**YOUR TASK**: Extract every line of the material below verbatim, from the first line to the last, changing no character.

**RECORDS TO USE**:
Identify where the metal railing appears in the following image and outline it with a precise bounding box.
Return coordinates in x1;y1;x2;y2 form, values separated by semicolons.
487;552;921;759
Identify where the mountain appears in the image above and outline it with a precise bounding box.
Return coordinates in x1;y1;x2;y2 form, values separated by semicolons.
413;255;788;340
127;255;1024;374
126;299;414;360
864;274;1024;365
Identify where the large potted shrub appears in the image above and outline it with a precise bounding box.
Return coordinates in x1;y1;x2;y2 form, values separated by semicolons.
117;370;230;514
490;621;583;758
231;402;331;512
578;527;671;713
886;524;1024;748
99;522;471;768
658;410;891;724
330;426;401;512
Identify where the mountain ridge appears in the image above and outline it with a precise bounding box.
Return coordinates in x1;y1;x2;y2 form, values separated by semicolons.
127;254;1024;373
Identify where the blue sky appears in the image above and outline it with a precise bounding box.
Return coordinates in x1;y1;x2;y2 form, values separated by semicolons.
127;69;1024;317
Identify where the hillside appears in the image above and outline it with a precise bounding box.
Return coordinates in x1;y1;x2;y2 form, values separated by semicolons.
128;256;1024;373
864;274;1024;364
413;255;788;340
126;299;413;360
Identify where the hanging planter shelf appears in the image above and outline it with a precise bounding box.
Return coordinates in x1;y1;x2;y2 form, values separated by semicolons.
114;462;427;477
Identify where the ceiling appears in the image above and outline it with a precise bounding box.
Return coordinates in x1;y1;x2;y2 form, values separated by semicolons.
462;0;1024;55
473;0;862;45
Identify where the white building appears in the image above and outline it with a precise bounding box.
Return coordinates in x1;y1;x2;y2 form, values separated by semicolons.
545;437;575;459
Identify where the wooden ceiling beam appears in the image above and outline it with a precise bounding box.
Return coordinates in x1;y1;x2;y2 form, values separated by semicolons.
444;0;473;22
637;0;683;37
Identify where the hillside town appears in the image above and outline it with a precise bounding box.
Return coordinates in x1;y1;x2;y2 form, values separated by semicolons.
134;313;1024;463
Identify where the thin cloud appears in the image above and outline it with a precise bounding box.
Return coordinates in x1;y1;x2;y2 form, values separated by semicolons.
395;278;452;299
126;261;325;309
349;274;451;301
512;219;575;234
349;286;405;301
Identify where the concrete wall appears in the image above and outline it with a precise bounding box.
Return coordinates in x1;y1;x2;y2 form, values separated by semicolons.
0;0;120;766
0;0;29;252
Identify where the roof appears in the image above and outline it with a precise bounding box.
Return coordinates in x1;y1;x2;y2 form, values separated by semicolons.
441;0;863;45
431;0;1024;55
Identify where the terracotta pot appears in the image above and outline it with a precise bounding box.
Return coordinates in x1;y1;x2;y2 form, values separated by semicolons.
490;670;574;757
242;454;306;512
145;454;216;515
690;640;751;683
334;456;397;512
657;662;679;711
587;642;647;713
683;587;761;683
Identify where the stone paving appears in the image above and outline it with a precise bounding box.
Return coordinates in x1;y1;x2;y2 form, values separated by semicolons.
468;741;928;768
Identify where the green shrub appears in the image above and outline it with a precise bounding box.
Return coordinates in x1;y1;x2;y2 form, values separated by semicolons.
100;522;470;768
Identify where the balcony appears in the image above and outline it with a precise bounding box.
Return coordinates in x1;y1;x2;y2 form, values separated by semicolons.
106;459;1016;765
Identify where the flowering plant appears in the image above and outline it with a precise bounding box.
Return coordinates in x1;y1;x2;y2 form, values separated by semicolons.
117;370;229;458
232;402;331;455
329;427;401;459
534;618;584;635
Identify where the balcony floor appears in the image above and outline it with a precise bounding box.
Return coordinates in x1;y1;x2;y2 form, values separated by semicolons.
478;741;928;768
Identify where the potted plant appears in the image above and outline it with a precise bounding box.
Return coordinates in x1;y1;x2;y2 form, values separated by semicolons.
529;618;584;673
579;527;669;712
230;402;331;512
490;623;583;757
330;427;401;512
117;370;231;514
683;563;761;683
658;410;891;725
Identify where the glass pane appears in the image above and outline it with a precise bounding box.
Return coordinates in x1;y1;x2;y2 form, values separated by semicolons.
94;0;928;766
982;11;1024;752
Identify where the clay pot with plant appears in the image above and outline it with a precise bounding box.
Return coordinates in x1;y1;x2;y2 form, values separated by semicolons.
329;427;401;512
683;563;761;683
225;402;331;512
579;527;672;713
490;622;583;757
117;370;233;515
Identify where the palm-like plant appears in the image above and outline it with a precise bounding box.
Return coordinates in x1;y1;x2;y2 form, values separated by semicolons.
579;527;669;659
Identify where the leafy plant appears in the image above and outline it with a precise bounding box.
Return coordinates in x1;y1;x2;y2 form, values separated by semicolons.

**SOLVED EXERCISE**:
Identify where the metal railing appears in the following image and outline it with a precise bounding box.
Return coordinates in x1;y1;x2;y2 form, values separated by semicolons.
487;552;921;759
Identify where the mountain appears in the image above and outline it with a precise bounding box.
Return coordinates in x1;y1;x2;y2 form, values separated by semicolons.
413;255;788;340
127;255;1024;374
126;299;414;360
864;274;1024;365
Identify where the large potted shrub appears in the image above and outline it with a precise bounding box.
Return coordinates in x1;y1;x2;y2 form, values separated by semicolons.
117;370;230;514
490;621;583;758
231;402;331;512
578;527;671;713
886;524;1024;748
99;522;471;768
658;410;891;724
330;426;401;512
Identify where the mountain ridge appears in the image above and outline it with a precise bounding box.
Return coordinates in x1;y1;x2;y2 form, values separated by semicolons.
127;254;1024;373
Identify where the blue sky appears in the image above and outline it with a precise bounding box.
Return coordinates in x1;y1;x2;y2 form, values separated by semicolons.
127;69;1024;317
Identify where the hillside appears in the image above and outline it with a precise bounding box.
Return coordinates in x1;y1;x2;y2 form, values separated by semicolons.
128;256;1024;373
864;274;1024;364
413;255;788;340
126;299;413;360
Identify where the hanging planter shelf appears in the image above and outline it with a precise bounding box.
Return coordinates in x1;y1;x2;y2 form, values separated by semicolons.
114;462;427;477
Identify where the ceiling appears in the image above and outline it with a precise bounding box.
Return coordinates in x1;y1;x2;y2 form, values separated by semicolons.
462;0;1024;55
473;0;862;45
Identify where the white building appears in the image above and outline it with a precise bounding box.
Return coordinates in x1;y1;x2;y2 form, values separated by semicolons.
545;437;575;459
Identify where the wooden ceiling beam appears in the image above and outline it with a precise bounding box.
Return coordinates in x1;y1;x2;y2 form, values separated by semicolons.
444;0;473;22
637;0;683;37
Identify where the hillside town appears in the image above and outline it with a precise bounding box.
Return coordinates in x1;y1;x2;y2 form, values separated by semicolons.
134;313;1024;463
Identify where the thin cloud appears in the image above and outline it with a precise bounding box.
Return coordinates in x1;y1;x2;y2 form, values separated by semicolons.
395;278;452;299
126;261;325;309
349;274;451;301
512;219;575;234
349;286;405;301
Identify where the concrete wall appears in the image above and outline it with a precise bounding box.
Return coordinates in x1;y1;x2;y2 form, values separated by semicolons.
0;0;120;766
0;0;29;252
Identify where the roof appears in the image above and outline it with a precise bounding box.
Return coordinates in x1;y1;x2;y2 form, values separated by semicolons.
441;0;863;45
431;0;1024;55
Identify where the terracotta pot appears in the image above and outline it with a precise bounding box.
Return coordinates in x1;y1;x2;y2 form, values separated by semicolons.
490;670;574;757
242;454;306;512
145;454;216;515
690;640;751;683
334;456;397;512
657;662;679;711
587;642;647;713
683;587;761;683
Identify where the stone paving appears in the image above and outline it with a precise bounding box.
Return coordinates in x1;y1;x2;y2 form, values separated by semicolons.
468;741;928;768
Identify where the green shrub appears in the image above and outline it with a precise bounding box.
Return coordinates in x1;y1;x2;y2 form, values separated by semicolons.
100;522;470;768
Identify where the balcony appears in the image above and outline it with a precise bounding box.
Return coordinates in x1;y1;x2;y2 form, values separated by semicolons.
106;459;1016;765
Identify where the flowering plant appears in the image above and outline it with a precise bounding box.
Return coordinates in x1;y1;x2;y2 form, values separated by semicolons.
117;370;229;458
232;402;331;455
329;427;401;459
534;618;584;635
Identify where the balcony floor appears in the image above and outline it with a precise bounding box.
Return coordinates in x1;y1;x2;y2 form, values separated by semicolons.
478;741;928;768
Identify where the potted plant appears in the image above and outline it with a precise bounding box.
Return coordinates in x1;y1;x2;y2 form, values separated by semicolons.
529;618;584;673
579;527;669;712
230;402;331;512
490;623;583;757
330;427;401;512
117;370;231;514
683;563;761;683
658;410;891;725
Identify where the glass pane appears in the image above and outline it with a precise bounding box.
Return coordinates in x1;y1;x2;y2 form, values separated by semicolons.
94;0;928;766
982;11;1024;752
Identify where the clay pot with plant appears in the image above and outline it with a precise bounding box.
Return coordinates in x1;y1;x2;y2 form, values separated by semicolons.
329;427;401;512
683;563;761;683
225;402;331;512
579;527;672;713
490;622;583;757
117;370;233;515
Identify where the palm-like plant appears in the image above and outline it with a precise bounding box.
Return coordinates in x1;y1;x2;y2 form, values separated by semicolons.
579;527;669;659
Identify where the leafy plant appears in the image above and outline it with a precise bounding box.
Return coordinates in x1;y1;x2;y2 form, values separated by semicolons.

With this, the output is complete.